## Try it:
An exact, complete copy of the data is all that is needed.

## Input data:
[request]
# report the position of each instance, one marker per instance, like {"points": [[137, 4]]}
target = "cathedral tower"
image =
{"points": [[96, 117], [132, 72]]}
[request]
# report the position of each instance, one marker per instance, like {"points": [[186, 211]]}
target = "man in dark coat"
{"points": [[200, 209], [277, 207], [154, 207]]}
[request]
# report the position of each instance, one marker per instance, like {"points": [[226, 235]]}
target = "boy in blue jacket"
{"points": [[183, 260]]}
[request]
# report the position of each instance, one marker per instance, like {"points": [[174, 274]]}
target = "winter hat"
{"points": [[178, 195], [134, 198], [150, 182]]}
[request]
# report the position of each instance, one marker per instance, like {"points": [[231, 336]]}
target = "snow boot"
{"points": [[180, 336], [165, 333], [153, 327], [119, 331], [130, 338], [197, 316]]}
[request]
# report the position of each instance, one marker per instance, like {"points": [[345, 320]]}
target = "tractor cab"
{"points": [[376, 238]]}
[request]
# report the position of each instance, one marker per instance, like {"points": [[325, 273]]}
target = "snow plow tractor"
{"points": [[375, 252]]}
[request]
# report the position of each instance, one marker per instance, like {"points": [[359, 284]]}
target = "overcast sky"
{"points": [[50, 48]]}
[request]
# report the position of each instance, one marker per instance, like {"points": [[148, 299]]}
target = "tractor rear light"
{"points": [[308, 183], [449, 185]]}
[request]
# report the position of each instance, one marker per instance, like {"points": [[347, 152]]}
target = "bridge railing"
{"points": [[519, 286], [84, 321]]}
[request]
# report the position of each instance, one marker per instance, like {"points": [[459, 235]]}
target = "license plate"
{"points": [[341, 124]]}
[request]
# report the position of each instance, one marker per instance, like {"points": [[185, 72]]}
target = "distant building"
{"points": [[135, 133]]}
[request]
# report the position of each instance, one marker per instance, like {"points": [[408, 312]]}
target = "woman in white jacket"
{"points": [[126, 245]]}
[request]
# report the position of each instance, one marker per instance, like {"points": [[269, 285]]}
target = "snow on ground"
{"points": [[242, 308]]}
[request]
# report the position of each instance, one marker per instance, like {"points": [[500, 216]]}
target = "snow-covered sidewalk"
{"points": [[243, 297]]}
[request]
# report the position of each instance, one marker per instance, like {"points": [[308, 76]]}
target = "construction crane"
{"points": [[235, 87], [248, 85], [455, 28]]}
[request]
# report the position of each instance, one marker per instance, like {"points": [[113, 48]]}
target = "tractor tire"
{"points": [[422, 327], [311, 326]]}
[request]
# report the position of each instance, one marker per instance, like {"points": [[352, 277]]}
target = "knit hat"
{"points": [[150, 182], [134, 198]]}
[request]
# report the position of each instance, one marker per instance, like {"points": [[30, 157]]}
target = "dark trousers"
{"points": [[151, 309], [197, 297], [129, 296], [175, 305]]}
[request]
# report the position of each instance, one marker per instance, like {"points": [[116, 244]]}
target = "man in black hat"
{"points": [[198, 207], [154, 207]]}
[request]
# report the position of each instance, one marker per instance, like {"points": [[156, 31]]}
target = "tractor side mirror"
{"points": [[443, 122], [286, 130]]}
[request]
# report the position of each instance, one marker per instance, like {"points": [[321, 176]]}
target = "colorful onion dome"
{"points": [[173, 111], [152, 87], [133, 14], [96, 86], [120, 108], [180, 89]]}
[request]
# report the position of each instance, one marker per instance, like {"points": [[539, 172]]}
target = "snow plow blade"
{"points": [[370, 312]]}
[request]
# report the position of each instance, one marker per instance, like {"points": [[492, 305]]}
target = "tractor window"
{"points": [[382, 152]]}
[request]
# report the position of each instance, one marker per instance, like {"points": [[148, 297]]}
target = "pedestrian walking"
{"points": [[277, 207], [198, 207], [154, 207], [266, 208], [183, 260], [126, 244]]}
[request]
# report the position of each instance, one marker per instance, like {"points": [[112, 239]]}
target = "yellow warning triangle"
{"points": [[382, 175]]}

## Result below:
[request]
# report the position of each instance, one marker per instance, like {"points": [[137, 4]]}
target = "cathedral tower"
image =
{"points": [[96, 117], [132, 72]]}
[request]
# report the position of each instance, one marker per instance, like {"points": [[186, 211]]}
target = "man in dark coat"
{"points": [[200, 209], [277, 207], [154, 207]]}
[request]
# report the position of each instance, one marker per instance, like {"points": [[226, 235]]}
target = "boy in blue jacket"
{"points": [[183, 260]]}
[request]
# report the position of each instance, one marker per instance, like {"points": [[174, 274]]}
target = "winter hat"
{"points": [[178, 195], [134, 198], [150, 182]]}
[request]
# report the position of each instance, one marker per instance, like {"points": [[231, 336]]}
target = "snow boot"
{"points": [[180, 336], [165, 333], [153, 327], [119, 331], [130, 338], [197, 316]]}
[request]
# report the position of each instance, one marker per instance, like {"points": [[345, 320]]}
target = "tractor cab"
{"points": [[376, 238]]}
[request]
# report the position of each instance, one marker per instance, like {"points": [[325, 273]]}
target = "snow plow tractor"
{"points": [[375, 252]]}
[request]
# report the position of each instance, one marker per instance, like {"points": [[359, 284]]}
target = "overcast sky"
{"points": [[50, 48]]}
[request]
# report the position of each instance, one marker per instance, like {"points": [[148, 299]]}
target = "tractor rear light"
{"points": [[308, 183], [449, 185]]}
[request]
# report the position of each instance, one marker per instance, like {"points": [[347, 152]]}
target = "bridge railing"
{"points": [[519, 286], [84, 321]]}
[request]
# report the position of each instance, one marker per instance, like {"points": [[459, 235]]}
target = "license plate"
{"points": [[341, 124]]}
[request]
# report the position of each instance, one marker per instance, like {"points": [[185, 72]]}
target = "distant building"
{"points": [[135, 133]]}
[request]
# report the position of each instance, one marker per instance, like {"points": [[408, 312]]}
target = "woman in white jacket"
{"points": [[126, 245]]}
[request]
# report the position of each instance, one marker per instance, like {"points": [[269, 285]]}
target = "snow on ground"
{"points": [[242, 308]]}
[request]
# report the position of each instance, one marker per instance, like {"points": [[500, 216]]}
target = "snow-covered sidewalk"
{"points": [[243, 297]]}
[request]
# report the position of each instance, one marker per instance, like {"points": [[308, 76]]}
target = "construction crane"
{"points": [[235, 87], [248, 85], [455, 28]]}
[request]
# report the position of each instance, one marker per instance, like {"points": [[113, 48]]}
target = "tractor tire"
{"points": [[422, 327], [311, 326]]}
[request]
# report the position of each instance, one marker per instance, like {"points": [[352, 277]]}
target = "knit hat"
{"points": [[150, 182], [134, 198]]}
[request]
# report the position of each instance, one marker per instance, like {"points": [[30, 157]]}
target = "dark trousers"
{"points": [[151, 309], [197, 297], [129, 296], [175, 305]]}
[request]
# report the position of each instance, one marker per instance, like {"points": [[116, 244]]}
target = "man in black hat"
{"points": [[198, 207], [154, 207]]}
[request]
# report the position of each instance, one marker per instance, like {"points": [[156, 31]]}
target = "tractor side mirror"
{"points": [[443, 122], [286, 130]]}
[request]
# report the position of each instance, one marker per instance, like {"points": [[321, 176]]}
target = "colorful onion dome"
{"points": [[173, 111], [152, 87], [133, 14], [96, 86], [120, 108], [180, 89]]}
[request]
# report the position of each instance, one marker per instance, like {"points": [[539, 172]]}
target = "snow plow blade"
{"points": [[370, 312]]}
[request]
# report the position of each instance, one marker per instance, like {"points": [[492, 305]]}
target = "tractor window"
{"points": [[382, 152]]}
[request]
# report the position of each instance, one marker per instance, like {"points": [[148, 297]]}
target = "pedestrian walking"
{"points": [[277, 207], [198, 207], [154, 207], [266, 208], [183, 260], [126, 244]]}
[request]
# report the position of each instance, one marker per instance, like {"points": [[112, 239]]}
target = "yellow warning triangle"
{"points": [[382, 175]]}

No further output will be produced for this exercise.